Document extract:
====
Recommended: Install git hooks for automatic linting

The easiest way to ensure code quality is to install the pre-commit hook, which automatically runs linting checks before each commit:

# One-time setup (run this after cloning the repo)
./scripts/setup-git-hooks.sh

How it works: Git hooks in .git/hooks/ are not tracked by git (they're local to each repository clone). The hooks are stored in .githooks/ (which IS tracked), and setup-git-hooks.sh copies them to .git/hooks/ for each developer.

After setup, the pre-commit hook will automatically run ./scripts/lint.sh before each commit. If linting fails, the commit will be blocked.

Manual alternative:

If you prefer to run checks manually:

# 1. Run linting (format + clippy) - same as CI
./scripts/lint.sh

# 2. Run all tests
./scripts/test.sh

Why this matters: CI runs cargo clippy --all-targets --all-features -- -D warnings, which treats warnings as errors. The pre-commit hook ensures you catch the same issues before pushing.

Version Management

Automated Versioning with Semantic-Release:

The project uses semantic-release to automatically manage versions based on conventional commits:

  • feat: - Triggers minor version bump (0.1.0 → 0.2.0)
  • fix: - Triggers patch version bump (0.1.0 → 0.1.1)
  • feat!: or BREAKING CHANGE: - Triggers major version bump (0.1.0 → 1.0.0)

How it works:

  1. Make commits with conventional commit messages
  2. Push to main branch
  3. After CI passes, semantic-release automatically:
    • Analyzes commits since last release
    • Determines next version
    • Updates Cargo.toml, package.json, and pyproject.toml
    • Creates git tag (e.g., v0.1.1)
    • Generates/updates CHANGELOG.md
    • Triggers publish workflow

Version Scripts:

  • scripts/get-version.sh - Extracts version from git tags (used by build processes)
  • scripts/update-versions.sh - Updates version in all package files (used by semantic-release)

Publishing Prerequisites:

Before publishing, you need to add GitHub secrets:

  • PYPI_API_TOKEN - PyPI API token (create at https://pypi.org/manage/account/token/)
  • GH_PAT (required) - GitHub Personal Access Token with repo scope
    • Required for semantic-release to push tags that trigger the publish workflow
    • Tags pushed by GITHUB_TOKEN don't trigger workflows in GitHub Actions
    • Create at https://github.com/settings/tokens
    • Add as a repository secret named GH_PAT

Initial npm Package Setup (One-time):

npm classic tokens are deprecated. You must publish the first version manually, then set up Trusted Publishing:

  1. Publish the first version manually:

    cd bindings/typescript
    npm login  # This will prompt for your npm username, password, and 2FA code
    npm publish --access public
    
  2. Set up Trusted Publishing on npmjs.com:

    • Go to your package: https://www.npmjs.com/package/@siviter-xyz/joyous-departures
    • Navigate to SettingsTrusted Publishers
    • Click Add Trusted Publisher
    • Select GitHub Actions
    • Configure:
      • Repository: siviter-xyz/joyous-departures
      • Workflow file: .github/workflows/publish.yml (must match exactly, including .yml extension)
====
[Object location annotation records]
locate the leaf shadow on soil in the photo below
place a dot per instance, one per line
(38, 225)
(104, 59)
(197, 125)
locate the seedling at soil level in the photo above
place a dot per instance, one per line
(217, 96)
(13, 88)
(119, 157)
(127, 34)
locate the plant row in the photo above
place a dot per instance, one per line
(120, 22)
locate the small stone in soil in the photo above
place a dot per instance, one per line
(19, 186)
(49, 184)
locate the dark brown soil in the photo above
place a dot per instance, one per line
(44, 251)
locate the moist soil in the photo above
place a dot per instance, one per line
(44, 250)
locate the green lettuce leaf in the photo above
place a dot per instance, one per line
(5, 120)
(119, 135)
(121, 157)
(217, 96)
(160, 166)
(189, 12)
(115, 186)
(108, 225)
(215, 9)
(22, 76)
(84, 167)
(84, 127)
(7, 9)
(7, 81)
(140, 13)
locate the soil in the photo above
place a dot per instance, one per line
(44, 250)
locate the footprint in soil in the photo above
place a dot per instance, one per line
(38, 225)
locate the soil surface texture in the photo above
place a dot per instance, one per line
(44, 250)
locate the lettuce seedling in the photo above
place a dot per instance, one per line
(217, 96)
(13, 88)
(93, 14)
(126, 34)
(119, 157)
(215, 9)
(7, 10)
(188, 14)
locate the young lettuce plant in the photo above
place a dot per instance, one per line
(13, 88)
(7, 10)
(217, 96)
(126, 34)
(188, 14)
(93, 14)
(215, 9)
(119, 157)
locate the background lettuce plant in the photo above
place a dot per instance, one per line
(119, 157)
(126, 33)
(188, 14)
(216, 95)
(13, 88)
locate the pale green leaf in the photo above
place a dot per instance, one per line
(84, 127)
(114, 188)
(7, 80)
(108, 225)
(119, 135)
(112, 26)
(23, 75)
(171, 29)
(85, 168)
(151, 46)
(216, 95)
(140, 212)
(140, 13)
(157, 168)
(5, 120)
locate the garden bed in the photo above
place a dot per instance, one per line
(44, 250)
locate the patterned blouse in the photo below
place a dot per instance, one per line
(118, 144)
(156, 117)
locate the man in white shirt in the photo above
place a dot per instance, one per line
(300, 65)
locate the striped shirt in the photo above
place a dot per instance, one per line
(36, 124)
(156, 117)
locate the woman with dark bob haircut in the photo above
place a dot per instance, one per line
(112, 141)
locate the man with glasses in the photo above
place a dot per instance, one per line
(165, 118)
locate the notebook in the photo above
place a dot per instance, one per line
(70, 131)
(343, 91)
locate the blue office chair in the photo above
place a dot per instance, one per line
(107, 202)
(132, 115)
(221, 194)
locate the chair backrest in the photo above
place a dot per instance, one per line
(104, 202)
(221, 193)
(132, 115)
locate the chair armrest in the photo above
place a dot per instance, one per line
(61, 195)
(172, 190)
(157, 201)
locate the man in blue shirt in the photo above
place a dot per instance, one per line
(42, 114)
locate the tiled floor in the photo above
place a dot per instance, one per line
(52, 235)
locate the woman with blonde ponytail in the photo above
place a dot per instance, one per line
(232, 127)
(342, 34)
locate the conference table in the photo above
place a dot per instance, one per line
====
Aim:
According to the development notes, what happens to a commit when the pre-commit hook's linting check fails?

Result of the exercise:
The commit is blocked.